PROBLEM SET:
(1) From the employment appeal summary, copy the stretch from "MISS C FOX (APPELLANT)" through "LIAM VARNAM (Representative)" word for word.
(2) According to the employment appeal summary, how long was Mr Ellis suspended while investigations took place?

PAGE EXTRACT:
* * *
Appeal against a decision by the ET that the employer was not vicariously liable for acts of sex discrimination committed by one of its employees, although it ruled that a subsequent act of dismissal was an unlawful act of victimisation. Appeal allowed and remitted to the same Tribunal.

The claimant complained that she was being sexually harassed by a Mr Ellis, the cousin of the Managing Director of the respondent. He was suspended for 5 days while investigations took place. It was found that there was insufficient evidence to discipline him and, although the claimant and other witnesses were given the opportunity to amplify their witness statements, they did not do so. The claimant and 2 other colleagues were then made redundant in an effort to stem the losses the respondent was incurring; no attempt was made to comply with the statutory dismissal procedures. Meanwhile, Mr Ellis was restored to work, although he too was later made redundant. The claimant maintained that she was not made redundant because of financial considerations but because she was being victimised for having raised complaints, and her belief was confirmed when she learnt that, notwithstanding she, a victim of Mr Ellis' conduct, had been dismissed, he was restored to his post. The ET found that Mr Ellis' conduct constituted harassment; the claim against him was settled between the parties. However, the ET also found that the respondent had made out its defence on the basis that as soon as Mr Ellis' misconduct was reported it took all reasonably practical steps to prevent such behaviour recurring. The ET found that the decision to dismiss was an act of unlawful victimisation and awarded a sum for injury to feelings in the lower Vento band, uplifting the amount by 10% in recognition of the respondent's failure to comply with the statutory procedures. The claimant appealed against the liability and remedy judgments.

The EAT concluded that the ET had misdirected itself as to the defence of having taken reasonable steps to prevent discriminatory conduct by employees. It relied on steps taken after the acts of discrimination, rather than before. The ET had given no reasons for awarding a 10% uplift for failure to comply with statutory procedures and had failed to give adequate reasons for awarding a sum as damages for injury to feelings.

_________________

Appeal Nos. UKEAT/0035/11/JOJ

UKEAT/0183/11/JOJ

EMPLOYMENT APPEAL TRIBUNAL

58 VICTORIA EMBANKMENT, LONDON EC4Y 0DS

At the Tribunal

On 13 June 2011

Before

HIS HONOUR JUDGE SEROTA QC, MR T HAYWOOD, MS P TATLOW

MISS C FOX (APPELLANT)

OCEAN CITY RECRUITMENT LTD (RESPONDENT)

Transcript of Proceedings

JUDGMENT

**APPEARANCES**

For the Appellant
MR LIAM VARNAM (Representative)
* * *
[Collected data]

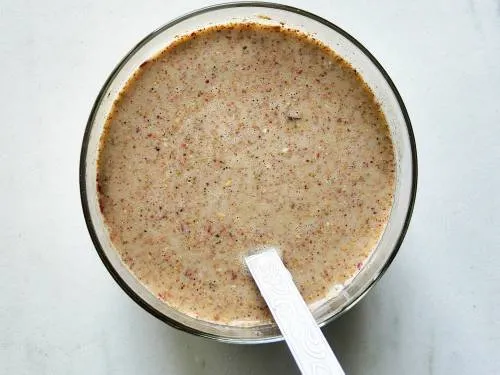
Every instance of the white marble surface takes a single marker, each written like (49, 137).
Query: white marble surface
(437, 310)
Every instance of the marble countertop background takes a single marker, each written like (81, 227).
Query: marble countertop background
(437, 309)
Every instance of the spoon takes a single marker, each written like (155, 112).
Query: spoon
(303, 336)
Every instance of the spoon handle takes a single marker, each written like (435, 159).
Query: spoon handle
(303, 336)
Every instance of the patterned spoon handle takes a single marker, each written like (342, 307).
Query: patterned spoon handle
(304, 338)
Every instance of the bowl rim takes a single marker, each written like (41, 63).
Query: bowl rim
(83, 170)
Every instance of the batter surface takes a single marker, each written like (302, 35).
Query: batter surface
(238, 137)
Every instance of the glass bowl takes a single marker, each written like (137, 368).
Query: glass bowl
(344, 45)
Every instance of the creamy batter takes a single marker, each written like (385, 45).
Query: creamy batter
(239, 137)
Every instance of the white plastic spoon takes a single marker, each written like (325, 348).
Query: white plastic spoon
(303, 336)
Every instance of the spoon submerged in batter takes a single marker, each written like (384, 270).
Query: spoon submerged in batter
(303, 336)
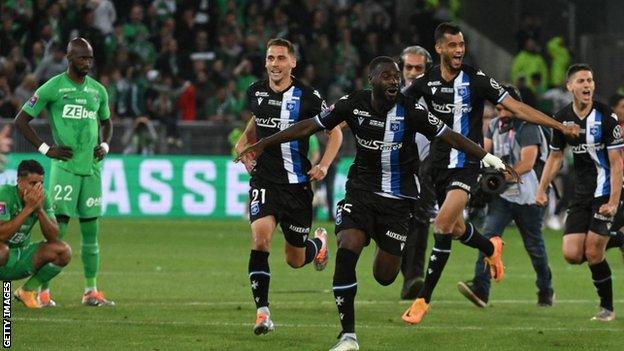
* * *
PER-TASK OUTPUTS:
(1)
MISS C FOX (APPELLANT)

OCEAN CITY RECRUITMENT LTD (RESPONDENT)

Transcript of Proceedings

JUDGMENT

**APPEARANCES**

For the Appellant
MR LIAM VARNAM (Representative)

(2) He was suspended for 5 days.